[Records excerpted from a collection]

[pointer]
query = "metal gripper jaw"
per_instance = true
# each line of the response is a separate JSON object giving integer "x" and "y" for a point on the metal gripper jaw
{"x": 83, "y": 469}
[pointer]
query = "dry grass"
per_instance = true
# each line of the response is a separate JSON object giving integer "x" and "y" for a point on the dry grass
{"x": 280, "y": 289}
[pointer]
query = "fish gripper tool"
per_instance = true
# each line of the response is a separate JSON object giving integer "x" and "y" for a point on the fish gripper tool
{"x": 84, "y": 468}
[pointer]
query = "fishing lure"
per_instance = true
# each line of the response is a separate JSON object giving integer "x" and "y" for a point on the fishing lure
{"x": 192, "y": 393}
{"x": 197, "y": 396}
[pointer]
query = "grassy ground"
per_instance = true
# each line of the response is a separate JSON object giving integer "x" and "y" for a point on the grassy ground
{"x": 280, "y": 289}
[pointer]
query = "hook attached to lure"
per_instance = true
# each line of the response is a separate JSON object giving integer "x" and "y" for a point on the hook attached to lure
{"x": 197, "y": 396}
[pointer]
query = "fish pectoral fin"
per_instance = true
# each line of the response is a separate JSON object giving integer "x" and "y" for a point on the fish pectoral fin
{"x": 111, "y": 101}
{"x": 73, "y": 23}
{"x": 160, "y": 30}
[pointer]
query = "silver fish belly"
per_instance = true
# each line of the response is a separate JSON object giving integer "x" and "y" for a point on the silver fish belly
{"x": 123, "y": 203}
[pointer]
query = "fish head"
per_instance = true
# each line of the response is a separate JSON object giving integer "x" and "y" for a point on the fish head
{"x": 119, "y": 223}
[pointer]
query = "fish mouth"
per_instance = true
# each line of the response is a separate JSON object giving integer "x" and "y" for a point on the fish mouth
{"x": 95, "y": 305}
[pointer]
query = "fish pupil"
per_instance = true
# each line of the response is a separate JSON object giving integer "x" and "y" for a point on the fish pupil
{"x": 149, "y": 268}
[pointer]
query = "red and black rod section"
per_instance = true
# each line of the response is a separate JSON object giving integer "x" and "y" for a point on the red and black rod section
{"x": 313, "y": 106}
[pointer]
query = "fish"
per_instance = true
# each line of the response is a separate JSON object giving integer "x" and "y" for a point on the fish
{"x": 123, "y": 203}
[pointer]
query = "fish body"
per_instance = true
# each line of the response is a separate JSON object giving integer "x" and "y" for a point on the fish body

§ **WHAT IS NEEDED**
Set down the data once more, exactly as shown above.

§ **EXERCISE OUTPUT**
[pointer]
query = "metal gripper jaw"
per_instance = true
# each line of the response is a separate JSON object giving integer "x" and "y" for a point on the metal gripper jaw
{"x": 83, "y": 469}
[pointer]
query = "dry grass"
per_instance = true
# each line of the response is a separate JSON object giving integer "x" and "y" for a point on the dry grass
{"x": 280, "y": 289}
[pointer]
query = "fish gripper tool"
per_instance = true
# each line of the response is a separate JSON object giving integer "x" and "y" for a point on the fish gripper tool
{"x": 84, "y": 468}
[pointer]
query = "fishing lure"
per_instance = true
# each line of the response is a separate JSON object giving integer "x" and "y" for a point on the fishing lure
{"x": 192, "y": 393}
{"x": 197, "y": 396}
[pointer]
query = "grassy ground"
per_instance = true
# each line of the response is a separate JSON object giving integer "x" and "y" for a point on the grassy ground
{"x": 280, "y": 289}
[pointer]
query = "hook attached to lure"
per_instance = true
# each line of the response is a separate JSON object giving integer "x" and "y" for a point on the hook attached to lure
{"x": 197, "y": 396}
[pointer]
query = "fish pectoral fin"
per_instance = true
# each line of the response is a separate JSON object giving integer "x" and "y" for a point on the fish pectoral fin
{"x": 111, "y": 101}
{"x": 73, "y": 23}
{"x": 160, "y": 30}
[pointer]
query = "silver fish belly"
per_instance = true
# each line of the response is a separate JSON object giving integer "x" and "y" for a point on the silver fish belly
{"x": 123, "y": 203}
[pointer]
query = "fish head"
per_instance = true
# each line of the response is a separate JSON object giving integer "x" and "y" for a point on the fish head
{"x": 119, "y": 223}
[pointer]
query = "fish mouth"
per_instance = true
# each line of the response is a separate JSON object giving integer "x" and "y" for a point on the fish mouth
{"x": 95, "y": 305}
[pointer]
query = "fish pupil"
per_instance = true
# each line of the response is a separate JSON object giving integer "x" and "y" for a point on the fish pupil
{"x": 149, "y": 268}
[pointer]
query = "red and black rod section"
per_instance = true
# each line of the response is a separate JSON object giving integer "x" and "y" for a point on the red and black rod section
{"x": 313, "y": 106}
[pointer]
query = "fish"
per_instance = true
# each line of the response is a separate JSON object giving integer "x" and "y" for a point on the fish
{"x": 123, "y": 203}
[pointer]
query = "fish body"
per_instance = true
# each line of the response is a separate JSON object giving integer "x" and "y" for a point on the fish body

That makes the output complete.